→ **Given instruction**
Pull out every line in the data below that contains the word "concrete".

* BEGIN Source records *

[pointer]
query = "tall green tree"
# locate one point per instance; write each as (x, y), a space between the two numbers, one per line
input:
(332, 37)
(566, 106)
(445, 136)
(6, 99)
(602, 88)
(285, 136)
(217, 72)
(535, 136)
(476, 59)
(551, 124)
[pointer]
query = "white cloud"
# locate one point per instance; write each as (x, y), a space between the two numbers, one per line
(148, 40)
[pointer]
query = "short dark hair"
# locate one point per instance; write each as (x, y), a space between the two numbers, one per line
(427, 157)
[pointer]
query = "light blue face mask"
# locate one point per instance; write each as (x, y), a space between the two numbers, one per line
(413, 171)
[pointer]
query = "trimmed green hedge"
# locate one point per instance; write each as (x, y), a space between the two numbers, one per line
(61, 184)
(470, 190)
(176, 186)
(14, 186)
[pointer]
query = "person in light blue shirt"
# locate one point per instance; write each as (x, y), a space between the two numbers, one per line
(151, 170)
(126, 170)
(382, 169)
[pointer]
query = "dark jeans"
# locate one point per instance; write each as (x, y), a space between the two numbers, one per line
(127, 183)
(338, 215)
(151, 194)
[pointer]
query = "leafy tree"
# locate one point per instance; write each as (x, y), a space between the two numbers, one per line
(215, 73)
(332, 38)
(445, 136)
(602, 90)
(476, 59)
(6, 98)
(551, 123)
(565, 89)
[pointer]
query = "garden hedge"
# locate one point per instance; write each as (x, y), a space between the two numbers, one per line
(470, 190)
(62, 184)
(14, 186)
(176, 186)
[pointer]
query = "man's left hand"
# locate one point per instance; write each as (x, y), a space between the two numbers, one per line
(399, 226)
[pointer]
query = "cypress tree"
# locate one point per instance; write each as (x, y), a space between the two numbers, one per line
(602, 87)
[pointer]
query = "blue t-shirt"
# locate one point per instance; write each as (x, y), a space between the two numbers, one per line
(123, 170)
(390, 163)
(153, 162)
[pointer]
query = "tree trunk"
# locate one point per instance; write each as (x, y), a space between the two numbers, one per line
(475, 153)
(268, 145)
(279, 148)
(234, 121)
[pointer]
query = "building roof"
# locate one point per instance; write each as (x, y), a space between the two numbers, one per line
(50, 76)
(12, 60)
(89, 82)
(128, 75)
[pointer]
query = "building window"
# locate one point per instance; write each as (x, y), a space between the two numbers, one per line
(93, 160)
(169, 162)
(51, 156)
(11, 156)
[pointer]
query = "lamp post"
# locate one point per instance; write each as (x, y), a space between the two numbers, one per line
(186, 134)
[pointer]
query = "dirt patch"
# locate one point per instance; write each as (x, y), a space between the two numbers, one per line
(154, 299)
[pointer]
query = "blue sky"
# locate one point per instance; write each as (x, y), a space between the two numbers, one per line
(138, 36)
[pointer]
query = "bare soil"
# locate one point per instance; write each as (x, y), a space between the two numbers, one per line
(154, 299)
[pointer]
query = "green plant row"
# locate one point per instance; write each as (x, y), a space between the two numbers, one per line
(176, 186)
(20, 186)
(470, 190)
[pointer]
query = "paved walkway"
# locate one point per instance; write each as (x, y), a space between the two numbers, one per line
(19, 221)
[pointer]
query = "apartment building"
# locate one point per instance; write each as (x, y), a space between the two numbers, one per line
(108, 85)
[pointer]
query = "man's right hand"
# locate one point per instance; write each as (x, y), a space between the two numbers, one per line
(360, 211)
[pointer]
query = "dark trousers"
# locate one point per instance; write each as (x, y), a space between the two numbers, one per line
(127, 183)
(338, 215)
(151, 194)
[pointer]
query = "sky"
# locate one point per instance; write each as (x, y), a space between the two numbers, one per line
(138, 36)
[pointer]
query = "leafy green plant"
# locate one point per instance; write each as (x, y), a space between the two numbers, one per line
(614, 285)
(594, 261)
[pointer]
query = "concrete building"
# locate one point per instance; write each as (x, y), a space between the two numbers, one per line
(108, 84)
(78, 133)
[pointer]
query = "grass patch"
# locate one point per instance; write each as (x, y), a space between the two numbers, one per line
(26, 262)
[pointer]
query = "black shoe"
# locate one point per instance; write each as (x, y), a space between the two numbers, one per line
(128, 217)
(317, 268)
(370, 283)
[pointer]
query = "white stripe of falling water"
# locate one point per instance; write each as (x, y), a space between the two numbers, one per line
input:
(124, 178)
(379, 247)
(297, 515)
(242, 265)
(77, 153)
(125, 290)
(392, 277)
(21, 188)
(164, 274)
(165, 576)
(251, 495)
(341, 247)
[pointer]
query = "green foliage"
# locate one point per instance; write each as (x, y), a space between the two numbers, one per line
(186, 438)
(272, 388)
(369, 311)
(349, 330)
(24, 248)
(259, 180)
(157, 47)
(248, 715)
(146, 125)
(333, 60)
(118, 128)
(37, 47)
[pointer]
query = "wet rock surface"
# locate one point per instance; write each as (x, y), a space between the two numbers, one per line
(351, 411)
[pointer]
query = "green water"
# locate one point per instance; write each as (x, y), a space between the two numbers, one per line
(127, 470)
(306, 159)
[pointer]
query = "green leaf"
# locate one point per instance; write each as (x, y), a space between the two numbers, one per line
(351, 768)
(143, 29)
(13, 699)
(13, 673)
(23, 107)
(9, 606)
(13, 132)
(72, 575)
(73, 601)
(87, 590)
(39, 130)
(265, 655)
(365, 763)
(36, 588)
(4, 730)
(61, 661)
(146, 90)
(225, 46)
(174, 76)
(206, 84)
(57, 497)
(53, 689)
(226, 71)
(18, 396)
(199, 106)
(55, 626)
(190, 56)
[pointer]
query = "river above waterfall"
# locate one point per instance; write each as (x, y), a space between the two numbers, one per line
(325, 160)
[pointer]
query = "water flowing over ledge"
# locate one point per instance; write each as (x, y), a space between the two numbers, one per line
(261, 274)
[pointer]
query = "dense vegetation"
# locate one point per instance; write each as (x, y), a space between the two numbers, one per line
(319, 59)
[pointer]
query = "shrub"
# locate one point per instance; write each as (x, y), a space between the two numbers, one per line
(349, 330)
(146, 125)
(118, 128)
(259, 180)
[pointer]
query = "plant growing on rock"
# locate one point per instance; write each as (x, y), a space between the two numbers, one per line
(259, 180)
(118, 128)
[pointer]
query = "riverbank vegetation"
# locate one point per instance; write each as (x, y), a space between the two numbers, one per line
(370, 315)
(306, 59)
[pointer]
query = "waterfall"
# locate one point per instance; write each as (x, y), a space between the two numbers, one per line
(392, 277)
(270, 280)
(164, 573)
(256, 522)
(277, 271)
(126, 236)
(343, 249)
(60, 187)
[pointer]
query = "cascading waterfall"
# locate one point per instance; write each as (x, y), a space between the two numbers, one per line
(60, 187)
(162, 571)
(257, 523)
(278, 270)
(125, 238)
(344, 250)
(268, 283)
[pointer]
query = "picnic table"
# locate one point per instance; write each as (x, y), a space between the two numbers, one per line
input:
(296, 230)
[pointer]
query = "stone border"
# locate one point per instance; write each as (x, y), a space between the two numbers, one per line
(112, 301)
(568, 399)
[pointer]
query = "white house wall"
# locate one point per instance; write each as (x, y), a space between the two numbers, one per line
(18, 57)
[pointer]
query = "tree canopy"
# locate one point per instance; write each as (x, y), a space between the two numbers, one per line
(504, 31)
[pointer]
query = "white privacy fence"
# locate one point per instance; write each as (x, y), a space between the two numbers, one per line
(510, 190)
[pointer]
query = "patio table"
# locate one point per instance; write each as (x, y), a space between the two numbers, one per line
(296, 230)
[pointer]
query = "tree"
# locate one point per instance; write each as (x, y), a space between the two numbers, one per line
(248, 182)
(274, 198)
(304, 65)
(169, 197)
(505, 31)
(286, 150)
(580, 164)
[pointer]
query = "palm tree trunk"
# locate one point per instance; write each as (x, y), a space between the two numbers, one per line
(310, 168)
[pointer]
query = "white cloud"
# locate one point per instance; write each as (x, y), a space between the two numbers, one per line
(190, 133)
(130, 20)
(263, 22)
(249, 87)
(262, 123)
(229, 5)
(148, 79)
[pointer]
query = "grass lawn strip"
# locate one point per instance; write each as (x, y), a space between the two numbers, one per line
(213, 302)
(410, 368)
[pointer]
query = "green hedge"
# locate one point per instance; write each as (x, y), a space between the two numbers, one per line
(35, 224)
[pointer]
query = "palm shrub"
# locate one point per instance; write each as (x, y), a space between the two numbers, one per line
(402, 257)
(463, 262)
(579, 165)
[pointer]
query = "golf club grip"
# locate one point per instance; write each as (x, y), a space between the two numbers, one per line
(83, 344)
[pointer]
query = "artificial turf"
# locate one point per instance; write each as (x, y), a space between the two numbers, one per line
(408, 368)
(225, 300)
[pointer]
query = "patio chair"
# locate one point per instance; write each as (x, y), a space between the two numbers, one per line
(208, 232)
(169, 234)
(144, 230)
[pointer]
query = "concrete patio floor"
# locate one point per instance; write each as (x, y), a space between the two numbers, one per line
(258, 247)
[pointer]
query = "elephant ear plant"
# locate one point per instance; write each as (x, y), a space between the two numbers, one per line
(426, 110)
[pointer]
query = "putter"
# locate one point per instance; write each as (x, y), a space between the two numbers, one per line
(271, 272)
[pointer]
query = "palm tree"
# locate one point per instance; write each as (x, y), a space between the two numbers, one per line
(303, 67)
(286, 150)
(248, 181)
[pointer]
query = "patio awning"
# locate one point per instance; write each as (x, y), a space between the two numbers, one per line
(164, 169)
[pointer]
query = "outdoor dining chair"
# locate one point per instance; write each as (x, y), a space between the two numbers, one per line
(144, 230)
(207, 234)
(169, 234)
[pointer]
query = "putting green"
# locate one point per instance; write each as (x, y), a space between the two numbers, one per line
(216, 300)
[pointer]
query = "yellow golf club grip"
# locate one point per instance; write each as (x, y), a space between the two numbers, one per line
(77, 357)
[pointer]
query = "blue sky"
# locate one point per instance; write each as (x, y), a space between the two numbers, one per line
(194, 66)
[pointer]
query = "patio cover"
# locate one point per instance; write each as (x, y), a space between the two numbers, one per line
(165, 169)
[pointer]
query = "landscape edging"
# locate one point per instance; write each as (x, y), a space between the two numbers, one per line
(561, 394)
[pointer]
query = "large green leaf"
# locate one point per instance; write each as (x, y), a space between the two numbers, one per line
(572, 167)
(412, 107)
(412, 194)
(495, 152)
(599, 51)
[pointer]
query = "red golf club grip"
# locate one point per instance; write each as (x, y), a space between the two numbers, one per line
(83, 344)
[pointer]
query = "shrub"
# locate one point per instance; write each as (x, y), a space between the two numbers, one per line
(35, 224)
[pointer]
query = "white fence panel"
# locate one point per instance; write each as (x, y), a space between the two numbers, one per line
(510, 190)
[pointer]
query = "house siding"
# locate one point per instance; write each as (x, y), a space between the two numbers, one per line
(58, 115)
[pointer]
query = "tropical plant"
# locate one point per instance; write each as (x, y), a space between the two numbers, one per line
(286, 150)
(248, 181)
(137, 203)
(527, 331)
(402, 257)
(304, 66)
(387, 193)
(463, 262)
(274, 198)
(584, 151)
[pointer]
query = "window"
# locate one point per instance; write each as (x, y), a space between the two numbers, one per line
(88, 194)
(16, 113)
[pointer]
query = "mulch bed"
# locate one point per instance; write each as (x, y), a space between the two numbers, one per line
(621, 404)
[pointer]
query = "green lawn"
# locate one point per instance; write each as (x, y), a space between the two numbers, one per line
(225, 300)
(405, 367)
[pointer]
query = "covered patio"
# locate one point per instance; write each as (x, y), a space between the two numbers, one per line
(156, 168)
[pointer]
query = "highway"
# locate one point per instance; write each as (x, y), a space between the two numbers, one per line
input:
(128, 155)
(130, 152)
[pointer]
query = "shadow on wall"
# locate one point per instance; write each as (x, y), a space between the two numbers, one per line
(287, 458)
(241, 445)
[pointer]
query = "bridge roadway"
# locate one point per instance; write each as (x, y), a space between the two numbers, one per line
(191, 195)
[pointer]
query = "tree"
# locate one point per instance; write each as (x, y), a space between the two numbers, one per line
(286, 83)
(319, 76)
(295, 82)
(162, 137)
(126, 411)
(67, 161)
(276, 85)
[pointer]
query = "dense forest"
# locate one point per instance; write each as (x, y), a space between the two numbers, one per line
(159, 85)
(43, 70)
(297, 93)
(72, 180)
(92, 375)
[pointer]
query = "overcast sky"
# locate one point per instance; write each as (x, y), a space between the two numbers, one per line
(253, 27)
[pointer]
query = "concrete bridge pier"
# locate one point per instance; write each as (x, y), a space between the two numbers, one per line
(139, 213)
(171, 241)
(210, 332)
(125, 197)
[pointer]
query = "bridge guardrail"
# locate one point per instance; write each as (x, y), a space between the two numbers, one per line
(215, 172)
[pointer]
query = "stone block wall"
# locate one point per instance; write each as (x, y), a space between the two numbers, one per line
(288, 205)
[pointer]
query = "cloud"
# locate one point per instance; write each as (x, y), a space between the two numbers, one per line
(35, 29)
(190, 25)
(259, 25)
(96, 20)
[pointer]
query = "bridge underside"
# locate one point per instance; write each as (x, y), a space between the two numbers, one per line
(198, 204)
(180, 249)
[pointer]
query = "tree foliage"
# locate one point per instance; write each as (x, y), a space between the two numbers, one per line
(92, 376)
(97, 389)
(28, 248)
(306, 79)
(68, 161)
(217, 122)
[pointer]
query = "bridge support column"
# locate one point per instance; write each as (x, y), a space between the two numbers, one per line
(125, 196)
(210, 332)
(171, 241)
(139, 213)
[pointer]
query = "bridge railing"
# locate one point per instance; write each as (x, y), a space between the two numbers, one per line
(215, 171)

* END Source records *

→ **Exercise output**
query = "concrete building"
query = "concrete patio floor"
query = "concrete bridge pier"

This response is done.